# PROBLEMAS POR RESOLVER
a) Reescribe la parte del fragmento sobre el suplemento de vivienda que empieza en "Antes que todo, queridos" y termina en "de sus épocas.". Sustituye "suplemento" por "espacio".
b) En el fragmento sobre el suplemento de vivienda, enumera todas las formas verbales conjugadas en primera persona del plural.
c) Según el fragmento sobre el suplemento de vivienda, ¿desde qué año llevaron adelante el suplemento Rafael Giménez y Adriana Anzillotti?

== FRAGMENTO PARA LEER ==

Antes que todo, queridos lectores, permítanme una pequeña presentación. Como comunicadores nos llegó el desafío de ser el nexo entre ustedes y el acontecer del sector relacionado con la vivienda. De una u otra manera somos los continuadores de este suplemento que tan bien llevaron adelante de 1996 a la fecha Rafael Giménez y Adriana Anzillotti, dos claros referentes de la pluma y su vinculación con los ámbitos inmobiliarios y de la construcción.
Nos toca empezar un nuevo camino en un mundo que vive días convulsionados y en un año donde en 326 días habrá un nuevo presidente de la nación, un horizonte aún lejano, pero ya no tanto. Desde este lugar les pedimos que nos sigan acompañando, que trataremos de informar sobre todo lo relacionado con la actividad, una de las principales industrias productivas del país y que desde la instalación del cepo cambiario no atraviesa la mejor de sus épocas.

===
== EXTRACTOS DE DATOS ==

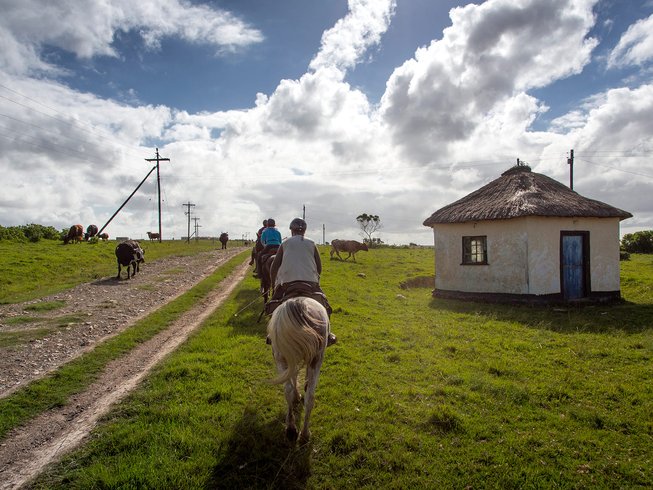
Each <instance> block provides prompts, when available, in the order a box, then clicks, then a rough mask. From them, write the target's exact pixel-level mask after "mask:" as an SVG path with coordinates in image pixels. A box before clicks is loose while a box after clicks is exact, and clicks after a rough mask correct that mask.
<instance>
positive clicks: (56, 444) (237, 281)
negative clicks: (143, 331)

===
== EXTRACTOS DE DATOS ==

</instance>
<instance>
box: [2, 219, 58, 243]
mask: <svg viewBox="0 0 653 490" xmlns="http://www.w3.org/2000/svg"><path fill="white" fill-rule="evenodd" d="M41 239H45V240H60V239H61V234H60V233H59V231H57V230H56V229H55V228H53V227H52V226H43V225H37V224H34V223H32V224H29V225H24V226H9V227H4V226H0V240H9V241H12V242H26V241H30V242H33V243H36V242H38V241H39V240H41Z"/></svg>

===
== EXTRACTOS DE DATOS ==

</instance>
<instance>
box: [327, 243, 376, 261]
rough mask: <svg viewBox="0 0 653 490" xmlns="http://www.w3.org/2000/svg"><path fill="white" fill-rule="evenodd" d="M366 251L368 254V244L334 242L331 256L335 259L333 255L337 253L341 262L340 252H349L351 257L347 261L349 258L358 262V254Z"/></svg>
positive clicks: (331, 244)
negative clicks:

===

# SOLUCIONES POR TAREA
a)
Antes que todo, queridos lectores, permítanme una pequeña presentación. Como comunicadores nos llegó el desafío de ser el nexo entre ustedes y el acontecer del sector relacionado con la vivienda. De una u otra manera somos los continuadores de este espacio que tan bien llevaron adelante de 1996 a la fecha Rafael Giménez y Adriana Anzillotti, dos claros referentes de la pluma y su vinculación con los ámbitos inmobiliarios y de la construcción.
Nos toca empezar un nuevo camino en un mundo que vive días convulsionados y en un año donde en 326 días habrá un nuevo presidente de la nación, un horizonte aún lejano, pero ya no tanto. Desde este lugar les pedimos que nos sigan acompañando, que trataremos de informar sobre todo lo relacionado con la actividad, una de las principales industrias productivas del país y que desde la instalación del cepo cambiario no atraviesa la mejor de sus épocas.

b) somos, pedimos, trataremos

c) Desde 1996.